[Directions]
**A)** Translate the following sentence from the biography of Thomas Scott into French: "He is currently an attorney in private practice."
**B)** Reproduce the passage of the biography of Thomas Scott that begins with the words "United States Attorney" and ends with "A. Lewis (acting)".

[Selected extract]

United States Attorney for the Southern District of Florida
- In office August 1997 – May 2000
- Appointed by: Bill Clinton
- Preceded by: Kendall Coffey
- Succeeded by: Guy A. Lewis (acting)

Judge of the United States District Court for the Southern District of Florida
- In office July 18, 1985 – October 31, 1990
- Appointed by: Ronald Reagan
- Preceded by: Seat established by 98 Stat. 333
- Succeeded by: Shelby Highsmith

Circuit Judge for the Eleventh Judicial Circuit Court of Florida
- In office 1980–1984

Personal details
- Born: Thomas Emerson Scott Jr. April 27, 1948 (age 78) Pittsburgh, Pennsylvania
- Spouse: Joyce Newman
- Education: University of Miami (B.A.) University of Miami School of Law (J.D.)

= Thomas Scott (Florida judge) =

American judge (born 1948)

Thomas Emerson Scott Jr. (born April 27, 1948) is a former United States district judge of the United States District Court for the Southern District of Florida. He is currently an attorney in private practice.

[Dataset content]
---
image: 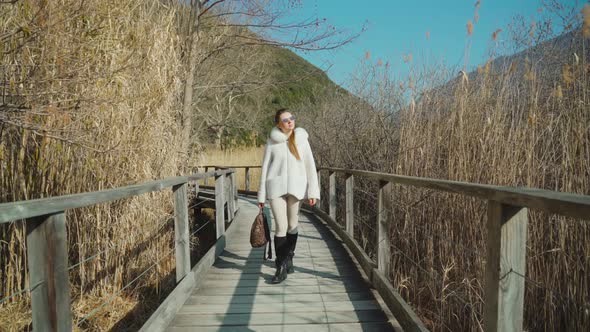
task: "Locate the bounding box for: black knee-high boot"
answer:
[271,236,289,284]
[287,233,299,273]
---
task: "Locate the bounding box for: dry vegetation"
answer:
[0,0,348,331]
[300,5,590,331]
[0,0,181,330]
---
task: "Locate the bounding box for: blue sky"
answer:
[284,0,585,87]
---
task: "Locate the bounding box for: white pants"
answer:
[270,194,301,237]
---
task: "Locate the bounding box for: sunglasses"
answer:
[281,115,295,123]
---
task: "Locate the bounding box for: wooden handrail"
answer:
[207,165,590,331]
[0,170,232,224]
[318,167,590,219]
[0,168,238,331]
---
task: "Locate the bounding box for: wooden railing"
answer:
[318,167,590,331]
[0,168,238,331]
[195,165,590,331]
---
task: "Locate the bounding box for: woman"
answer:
[258,109,320,284]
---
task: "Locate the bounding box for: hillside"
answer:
[428,29,590,104]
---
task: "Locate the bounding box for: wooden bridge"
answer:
[0,166,590,331]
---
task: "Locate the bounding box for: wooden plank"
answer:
[377,181,392,276]
[186,292,375,304]
[328,172,336,220]
[483,201,528,331]
[27,212,72,331]
[179,301,381,317]
[172,183,191,283]
[166,322,395,332]
[321,167,590,220]
[371,269,428,332]
[0,171,234,224]
[303,203,375,280]
[172,310,387,327]
[346,174,354,238]
[215,175,225,239]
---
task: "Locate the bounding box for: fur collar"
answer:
[270,126,309,144]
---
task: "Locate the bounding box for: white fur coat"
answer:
[258,127,320,203]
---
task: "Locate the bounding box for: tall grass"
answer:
[308,25,590,331]
[196,146,264,191]
[0,0,182,330]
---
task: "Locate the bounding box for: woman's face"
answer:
[279,112,295,131]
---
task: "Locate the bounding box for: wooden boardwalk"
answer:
[167,198,401,332]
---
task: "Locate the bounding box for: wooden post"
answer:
[231,169,239,218]
[328,172,336,221]
[483,201,528,331]
[346,174,354,239]
[316,170,322,210]
[215,175,225,239]
[244,167,250,191]
[377,181,392,278]
[172,183,191,283]
[197,182,201,222]
[225,173,235,222]
[27,212,72,331]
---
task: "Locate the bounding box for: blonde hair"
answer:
[275,108,301,160]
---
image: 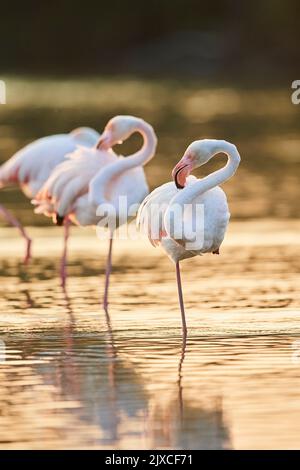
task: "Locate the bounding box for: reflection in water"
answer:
[0,229,300,449]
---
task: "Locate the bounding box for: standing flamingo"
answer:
[0,127,100,264]
[137,139,240,337]
[34,116,157,309]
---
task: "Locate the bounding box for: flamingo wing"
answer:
[33,147,114,217]
[137,182,178,246]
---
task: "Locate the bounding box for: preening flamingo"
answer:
[0,127,100,264]
[34,116,157,309]
[137,139,240,337]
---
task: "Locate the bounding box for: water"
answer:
[0,220,300,449]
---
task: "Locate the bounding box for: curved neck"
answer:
[172,141,241,204]
[90,120,157,205]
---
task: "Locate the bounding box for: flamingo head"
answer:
[172,139,221,189]
[97,116,142,150]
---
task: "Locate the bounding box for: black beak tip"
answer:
[56,214,64,227]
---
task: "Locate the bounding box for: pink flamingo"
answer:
[0,127,100,264]
[137,139,240,337]
[34,116,157,309]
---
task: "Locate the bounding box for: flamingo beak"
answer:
[96,130,113,150]
[172,155,193,189]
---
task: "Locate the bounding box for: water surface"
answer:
[0,221,300,449]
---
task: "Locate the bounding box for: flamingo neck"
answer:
[172,141,241,204]
[89,120,157,205]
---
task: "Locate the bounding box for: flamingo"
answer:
[0,127,100,264]
[33,116,157,310]
[137,139,240,337]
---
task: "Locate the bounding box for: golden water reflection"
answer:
[0,224,300,449]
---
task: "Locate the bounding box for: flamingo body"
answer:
[137,139,240,337]
[33,116,157,309]
[0,127,100,264]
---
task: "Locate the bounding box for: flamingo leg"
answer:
[60,218,71,289]
[103,233,113,310]
[0,205,32,265]
[176,261,187,340]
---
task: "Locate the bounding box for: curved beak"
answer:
[96,130,113,150]
[172,156,193,189]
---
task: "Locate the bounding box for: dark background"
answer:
[0,0,300,83]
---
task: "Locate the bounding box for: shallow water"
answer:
[0,221,300,449]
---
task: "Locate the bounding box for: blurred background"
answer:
[0,0,300,225]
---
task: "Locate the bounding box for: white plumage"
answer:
[0,127,100,263]
[137,139,240,335]
[34,116,157,308]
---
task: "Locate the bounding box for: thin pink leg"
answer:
[0,205,32,264]
[60,218,71,289]
[103,237,113,310]
[176,261,187,339]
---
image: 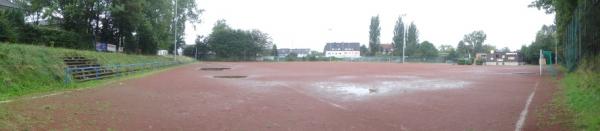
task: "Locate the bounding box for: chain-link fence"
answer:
[258,56,456,63]
[562,0,600,71]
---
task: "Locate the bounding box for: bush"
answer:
[20,26,94,49]
[475,60,483,65]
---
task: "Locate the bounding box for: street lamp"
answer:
[173,0,177,61]
[402,14,408,64]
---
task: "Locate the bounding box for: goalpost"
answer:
[539,50,556,76]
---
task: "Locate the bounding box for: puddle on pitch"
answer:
[200,67,231,71]
[312,76,469,98]
[316,82,388,96]
[213,76,248,79]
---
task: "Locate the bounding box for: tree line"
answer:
[361,16,507,60]
[523,0,600,71]
[179,20,270,61]
[0,0,202,54]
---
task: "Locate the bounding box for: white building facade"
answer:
[323,43,360,58]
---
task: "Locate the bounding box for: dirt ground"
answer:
[8,62,560,131]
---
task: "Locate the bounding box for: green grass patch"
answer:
[561,70,600,131]
[0,43,194,101]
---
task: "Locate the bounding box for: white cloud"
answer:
[186,0,554,51]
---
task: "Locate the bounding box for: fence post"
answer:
[115,64,122,77]
[65,67,71,85]
[94,67,100,80]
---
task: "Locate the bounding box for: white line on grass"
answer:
[515,81,540,131]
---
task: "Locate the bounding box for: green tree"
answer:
[416,41,438,57]
[369,16,381,56]
[456,40,470,58]
[463,31,487,56]
[405,22,419,56]
[521,25,557,64]
[360,45,369,56]
[271,44,279,57]
[392,16,405,56]
[207,20,272,60]
[482,44,497,53]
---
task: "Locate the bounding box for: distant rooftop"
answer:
[325,42,360,51]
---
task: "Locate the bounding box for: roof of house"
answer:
[379,44,394,49]
[325,42,360,51]
[0,0,17,8]
[277,48,310,54]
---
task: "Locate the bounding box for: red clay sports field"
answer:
[8,62,560,131]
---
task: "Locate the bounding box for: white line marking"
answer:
[0,88,81,104]
[515,81,540,131]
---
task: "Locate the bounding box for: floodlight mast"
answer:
[173,0,177,61]
[402,14,408,64]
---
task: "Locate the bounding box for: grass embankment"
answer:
[559,57,600,131]
[0,43,193,101]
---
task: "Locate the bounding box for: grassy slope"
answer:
[561,71,600,131]
[0,43,192,100]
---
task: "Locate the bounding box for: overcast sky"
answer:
[186,0,554,51]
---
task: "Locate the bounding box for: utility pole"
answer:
[173,0,177,61]
[402,14,408,64]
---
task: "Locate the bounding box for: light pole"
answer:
[402,14,408,64]
[173,0,177,61]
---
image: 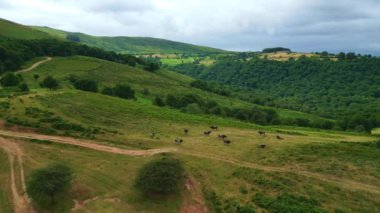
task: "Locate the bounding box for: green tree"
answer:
[74,79,98,92]
[0,72,20,87]
[40,75,59,90]
[153,96,165,107]
[135,158,185,195]
[113,84,135,99]
[26,164,73,204]
[18,83,29,92]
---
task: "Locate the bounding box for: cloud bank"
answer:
[0,0,380,55]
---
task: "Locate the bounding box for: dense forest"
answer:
[174,53,380,131]
[0,36,159,74]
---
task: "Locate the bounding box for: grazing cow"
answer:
[218,134,227,139]
[276,135,284,140]
[203,130,211,135]
[223,139,232,145]
[210,126,218,130]
[174,138,183,144]
[150,131,156,138]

[Replies]
**A)** Il est actuellement avocat en cabinet privé.

**B)**
United States Attorney for the Southern District of Florida
- In office August 1997 – May 2000
- Appointed by: Bill Clinton
- Preceded by: Kendall Coffey
- Succeeded by: Guy A. Lewis (acting)